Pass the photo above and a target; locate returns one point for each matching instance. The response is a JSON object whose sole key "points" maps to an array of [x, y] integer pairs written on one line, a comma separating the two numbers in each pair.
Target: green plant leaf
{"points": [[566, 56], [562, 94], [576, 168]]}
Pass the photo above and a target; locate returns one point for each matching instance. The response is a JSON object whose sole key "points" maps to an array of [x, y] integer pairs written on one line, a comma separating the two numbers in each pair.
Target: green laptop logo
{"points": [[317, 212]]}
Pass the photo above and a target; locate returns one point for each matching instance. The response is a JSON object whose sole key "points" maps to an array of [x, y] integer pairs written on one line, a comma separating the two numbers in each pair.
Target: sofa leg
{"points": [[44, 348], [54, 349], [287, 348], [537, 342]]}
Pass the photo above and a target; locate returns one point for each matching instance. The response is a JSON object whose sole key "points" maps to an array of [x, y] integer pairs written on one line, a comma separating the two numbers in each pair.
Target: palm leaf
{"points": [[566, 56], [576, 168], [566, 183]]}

......

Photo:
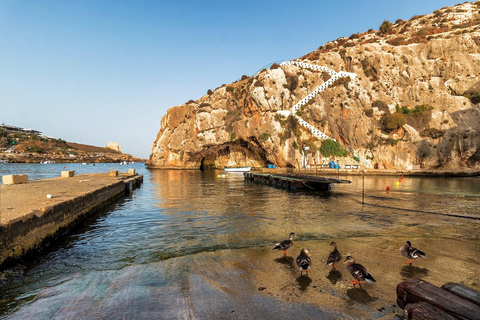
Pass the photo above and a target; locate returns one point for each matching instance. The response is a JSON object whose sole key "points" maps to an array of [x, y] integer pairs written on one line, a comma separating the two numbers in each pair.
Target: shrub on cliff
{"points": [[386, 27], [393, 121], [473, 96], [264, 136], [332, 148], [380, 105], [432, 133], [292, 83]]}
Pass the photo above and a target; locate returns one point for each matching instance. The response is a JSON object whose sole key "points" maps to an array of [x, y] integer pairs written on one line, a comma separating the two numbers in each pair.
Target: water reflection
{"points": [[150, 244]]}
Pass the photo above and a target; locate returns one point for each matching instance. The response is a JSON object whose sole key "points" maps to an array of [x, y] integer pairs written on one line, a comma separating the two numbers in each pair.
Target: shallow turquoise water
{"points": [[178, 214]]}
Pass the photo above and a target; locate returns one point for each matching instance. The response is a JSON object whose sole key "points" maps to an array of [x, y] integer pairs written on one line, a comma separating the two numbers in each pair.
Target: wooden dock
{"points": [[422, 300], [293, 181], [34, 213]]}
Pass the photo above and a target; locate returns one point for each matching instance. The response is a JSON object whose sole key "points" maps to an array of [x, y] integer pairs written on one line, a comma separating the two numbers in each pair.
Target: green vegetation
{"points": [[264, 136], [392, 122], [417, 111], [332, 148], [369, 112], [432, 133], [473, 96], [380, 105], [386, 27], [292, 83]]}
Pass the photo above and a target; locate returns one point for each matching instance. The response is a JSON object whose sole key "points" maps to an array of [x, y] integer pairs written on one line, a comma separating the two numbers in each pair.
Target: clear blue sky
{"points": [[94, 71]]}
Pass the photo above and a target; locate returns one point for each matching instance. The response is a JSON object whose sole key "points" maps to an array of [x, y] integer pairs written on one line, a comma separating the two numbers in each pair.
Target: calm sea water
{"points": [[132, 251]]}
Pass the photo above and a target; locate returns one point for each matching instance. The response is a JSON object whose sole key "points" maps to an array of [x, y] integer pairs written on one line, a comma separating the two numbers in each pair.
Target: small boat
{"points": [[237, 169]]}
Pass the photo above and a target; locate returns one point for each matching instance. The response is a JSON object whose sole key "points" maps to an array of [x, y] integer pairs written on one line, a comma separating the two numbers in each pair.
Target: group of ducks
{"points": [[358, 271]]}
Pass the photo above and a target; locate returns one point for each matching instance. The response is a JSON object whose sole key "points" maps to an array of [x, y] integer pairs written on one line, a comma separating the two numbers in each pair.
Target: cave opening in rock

......

■ Your objective
What you return should be exactly the lines above, starting at the one with "Target: group of ducks" and ending at the one with "Target: cave opening in rock", and nothing else.

■ Response box
Target: group of ducks
{"points": [[358, 271]]}
Pass the photo above and a target; locate returns one point for each matching instance. The response is a JSON object whose sole key "points" maps to an array of [x, y] integer pairs written on one line, a comma separating the two numbers in each pair.
Target: cave opening in rock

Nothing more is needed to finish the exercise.